*PROBLEM REQUIREMENTS*:
Below are records; give the number of their lines that hold the word "slat", and write nothing more.
### RECORDS FOR THIS EXERCISE
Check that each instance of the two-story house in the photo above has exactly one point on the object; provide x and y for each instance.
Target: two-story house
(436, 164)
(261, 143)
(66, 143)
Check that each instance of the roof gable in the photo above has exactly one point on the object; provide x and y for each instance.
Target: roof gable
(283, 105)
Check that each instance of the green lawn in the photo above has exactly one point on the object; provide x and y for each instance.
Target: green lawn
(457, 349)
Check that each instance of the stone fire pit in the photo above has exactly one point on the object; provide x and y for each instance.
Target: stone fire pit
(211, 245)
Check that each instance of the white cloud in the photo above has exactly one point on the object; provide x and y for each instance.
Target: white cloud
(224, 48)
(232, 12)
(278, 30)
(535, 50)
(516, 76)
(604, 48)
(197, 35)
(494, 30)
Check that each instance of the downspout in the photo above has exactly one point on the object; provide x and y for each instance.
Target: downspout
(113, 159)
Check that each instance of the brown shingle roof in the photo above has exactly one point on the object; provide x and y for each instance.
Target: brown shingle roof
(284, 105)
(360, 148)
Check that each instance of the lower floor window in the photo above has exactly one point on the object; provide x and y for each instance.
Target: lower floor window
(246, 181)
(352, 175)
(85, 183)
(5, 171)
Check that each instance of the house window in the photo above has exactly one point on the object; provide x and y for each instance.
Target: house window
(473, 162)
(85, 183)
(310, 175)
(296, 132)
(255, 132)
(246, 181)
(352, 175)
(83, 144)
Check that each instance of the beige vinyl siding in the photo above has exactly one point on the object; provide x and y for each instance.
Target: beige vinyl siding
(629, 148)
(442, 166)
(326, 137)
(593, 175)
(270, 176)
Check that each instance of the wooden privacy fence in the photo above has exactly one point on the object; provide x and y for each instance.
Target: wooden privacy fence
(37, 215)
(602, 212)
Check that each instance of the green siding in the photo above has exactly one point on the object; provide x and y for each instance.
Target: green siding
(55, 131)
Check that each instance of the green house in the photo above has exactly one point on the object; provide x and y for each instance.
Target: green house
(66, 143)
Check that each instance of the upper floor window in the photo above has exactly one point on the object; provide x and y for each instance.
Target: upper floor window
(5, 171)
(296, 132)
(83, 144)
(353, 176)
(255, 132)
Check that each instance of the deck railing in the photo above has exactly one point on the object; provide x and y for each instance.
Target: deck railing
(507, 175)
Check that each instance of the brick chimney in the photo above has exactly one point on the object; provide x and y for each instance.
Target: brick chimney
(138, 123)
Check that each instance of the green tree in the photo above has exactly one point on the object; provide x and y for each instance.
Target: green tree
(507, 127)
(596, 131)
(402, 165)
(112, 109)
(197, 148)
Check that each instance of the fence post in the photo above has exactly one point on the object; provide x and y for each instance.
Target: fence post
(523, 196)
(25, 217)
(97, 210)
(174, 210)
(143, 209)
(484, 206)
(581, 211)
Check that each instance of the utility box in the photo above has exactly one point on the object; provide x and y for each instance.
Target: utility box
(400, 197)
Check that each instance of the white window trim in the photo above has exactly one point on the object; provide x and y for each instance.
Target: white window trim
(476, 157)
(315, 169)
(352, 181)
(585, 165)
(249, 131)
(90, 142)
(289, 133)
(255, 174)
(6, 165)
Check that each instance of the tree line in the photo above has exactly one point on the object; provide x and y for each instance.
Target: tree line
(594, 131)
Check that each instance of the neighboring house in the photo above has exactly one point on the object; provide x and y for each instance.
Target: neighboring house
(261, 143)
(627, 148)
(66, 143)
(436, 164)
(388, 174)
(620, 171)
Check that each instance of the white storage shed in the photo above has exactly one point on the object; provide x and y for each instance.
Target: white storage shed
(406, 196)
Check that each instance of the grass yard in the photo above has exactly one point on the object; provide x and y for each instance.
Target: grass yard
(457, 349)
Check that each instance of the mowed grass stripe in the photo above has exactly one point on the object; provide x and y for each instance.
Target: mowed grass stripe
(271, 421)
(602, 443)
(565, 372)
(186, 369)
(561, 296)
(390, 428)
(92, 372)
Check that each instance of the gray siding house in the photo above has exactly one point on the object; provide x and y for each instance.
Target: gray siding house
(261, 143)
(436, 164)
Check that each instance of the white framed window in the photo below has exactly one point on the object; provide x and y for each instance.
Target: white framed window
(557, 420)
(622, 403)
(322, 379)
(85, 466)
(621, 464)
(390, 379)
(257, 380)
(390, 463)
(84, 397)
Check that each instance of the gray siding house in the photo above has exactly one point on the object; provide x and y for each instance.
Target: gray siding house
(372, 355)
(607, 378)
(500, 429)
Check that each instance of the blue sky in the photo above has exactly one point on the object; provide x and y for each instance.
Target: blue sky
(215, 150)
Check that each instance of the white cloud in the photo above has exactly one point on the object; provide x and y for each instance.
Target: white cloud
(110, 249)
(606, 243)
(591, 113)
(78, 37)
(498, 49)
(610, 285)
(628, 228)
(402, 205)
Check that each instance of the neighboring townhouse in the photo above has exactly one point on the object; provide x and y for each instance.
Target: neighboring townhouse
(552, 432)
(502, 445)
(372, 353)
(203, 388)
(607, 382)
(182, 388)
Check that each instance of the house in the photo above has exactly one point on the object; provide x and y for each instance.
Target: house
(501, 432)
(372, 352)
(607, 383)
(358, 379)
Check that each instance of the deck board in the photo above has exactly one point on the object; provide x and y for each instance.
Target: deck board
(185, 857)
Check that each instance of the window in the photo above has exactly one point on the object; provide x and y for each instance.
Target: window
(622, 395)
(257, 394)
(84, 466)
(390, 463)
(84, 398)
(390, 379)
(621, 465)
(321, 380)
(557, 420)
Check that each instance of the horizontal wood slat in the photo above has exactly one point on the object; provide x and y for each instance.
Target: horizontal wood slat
######
*ANSWER FOR THIS EXERCISE*:
2